Iran eyes $40bn Strait of Hormuz toll regime as tanker traffic fragments
Tehran is signalling a post-war revenue model — fees for security and environmental services in the Strait — while shipowners balk and Gulf states push back, exposing a fragmenting transit regime at the world's most sensitive chokepoint.
On the afternoon of 25 June 2026, three commercial ships — at least two of them oil tankers — turned back while attempting to leave the Strait of Hormuz through a route that hugs the Omani coast, the corridor that has, since Iran's near-total closure of the waterway earlier in the month, become the de facto escape valve for global crude flows. Bloomberg's reporting, relayed through the Liveuamap and War and Freedom witness channels at 15:27 and 15:40 UTC, described vessels making U-turns after Iranian authorities instructed them to change course. Hours later, US Secretary of State Marco Rubio told reporters there was "zero support from gulf countries for tolls or fees on Strait of Hormuz" — a public rebuttal of a Tehran revenue scheme that, in the same 24-hour window, was being pitched as capable of generating as much as $40bn a year. The episode crystallises the contest now underway: who sets the terms of passage through the strait, and who pays.
The practical question is whether the strait reverts to its pre-war status as an open international waterway policed by a loose combination of Omani and Iranian naval coordination, or whether it becomes the world's first peacetime toll regime over a chokepoint carrying roughly a fifth of seaborne oil. The Iranian proposal — formally, a basket of fees for "security, safety, and environmental services" — and the open defiance of it by Gulf monarchies and Washington point to a slow fragmentation rather than a clean resolution in either direction.

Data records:
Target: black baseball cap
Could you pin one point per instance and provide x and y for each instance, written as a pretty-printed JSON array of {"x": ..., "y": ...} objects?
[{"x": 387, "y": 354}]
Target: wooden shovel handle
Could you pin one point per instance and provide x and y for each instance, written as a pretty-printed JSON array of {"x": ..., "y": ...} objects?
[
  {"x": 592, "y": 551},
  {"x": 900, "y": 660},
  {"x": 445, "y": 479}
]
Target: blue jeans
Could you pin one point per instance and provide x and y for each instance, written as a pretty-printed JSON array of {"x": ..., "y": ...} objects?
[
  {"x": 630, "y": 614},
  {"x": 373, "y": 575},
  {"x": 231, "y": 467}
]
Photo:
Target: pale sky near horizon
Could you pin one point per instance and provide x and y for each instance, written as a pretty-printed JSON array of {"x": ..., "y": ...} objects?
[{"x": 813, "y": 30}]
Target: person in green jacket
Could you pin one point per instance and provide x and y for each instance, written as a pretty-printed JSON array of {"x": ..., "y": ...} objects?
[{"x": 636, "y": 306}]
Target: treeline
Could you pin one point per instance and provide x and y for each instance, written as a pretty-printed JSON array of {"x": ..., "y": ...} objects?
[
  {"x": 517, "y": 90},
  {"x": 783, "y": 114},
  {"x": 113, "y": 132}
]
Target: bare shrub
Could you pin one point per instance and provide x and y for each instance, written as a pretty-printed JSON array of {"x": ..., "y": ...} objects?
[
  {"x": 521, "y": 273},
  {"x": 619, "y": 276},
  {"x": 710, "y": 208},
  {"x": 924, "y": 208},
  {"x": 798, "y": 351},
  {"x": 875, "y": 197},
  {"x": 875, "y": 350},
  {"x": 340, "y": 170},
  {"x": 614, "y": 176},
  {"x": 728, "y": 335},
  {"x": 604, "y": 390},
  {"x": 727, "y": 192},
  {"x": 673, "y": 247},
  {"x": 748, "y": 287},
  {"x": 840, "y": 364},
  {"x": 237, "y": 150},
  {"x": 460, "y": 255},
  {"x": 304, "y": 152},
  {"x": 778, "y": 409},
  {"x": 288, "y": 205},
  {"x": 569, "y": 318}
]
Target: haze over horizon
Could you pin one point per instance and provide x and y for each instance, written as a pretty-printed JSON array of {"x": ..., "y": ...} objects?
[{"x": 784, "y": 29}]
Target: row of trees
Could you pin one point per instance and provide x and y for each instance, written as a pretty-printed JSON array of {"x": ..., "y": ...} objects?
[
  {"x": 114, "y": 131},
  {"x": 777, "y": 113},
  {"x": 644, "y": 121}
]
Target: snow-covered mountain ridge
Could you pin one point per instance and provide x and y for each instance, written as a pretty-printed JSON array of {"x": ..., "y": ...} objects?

### PROBLEMS
1. According to the Strait of Hormuz article, how much money a year could Tehran's toll scheme generate?
2. Translate this sentence from the Strait of Hormuz article into Spanish: "The episode crystallises the contest now underway: who sets the terms of passage through the strait, and who pays."
3. Please resume the Strait of Hormuz article after its last sentence and write the next paragraph.

### ANSWERS
1. As much as $40bn a year.

2. El episodio cristaliza la disputa ahora en curso: quién fija las condiciones de paso por el estrecho y quién paga.

3.
What happened on the water on 25 June
The 15:40 UTC Bloomberg item, carried by the Liveuamap channel, is unusually concrete: "at least three ships, including two oil tankers, turned back while attempting to cross the Strait of Hormuz via a route parallel to the coast of Oman." The War and Freedom witness feed added the operational detail, citing the same Bloomberg reporting — that vessels using what the channel called the "new evacuation route along Oman's coast" were being instructed by Iranian authorities to alter course, and that several appeared to comply by reversing direction. The phrasing of the original wire was not a flat statement that Iran had ordered the ships to stop; it was that the ships turned back, and that Iranian instructions were part of the picture. That distinction matters for how the incident will read in subsequent shipping advisories, where operators make insurance and routing decisions.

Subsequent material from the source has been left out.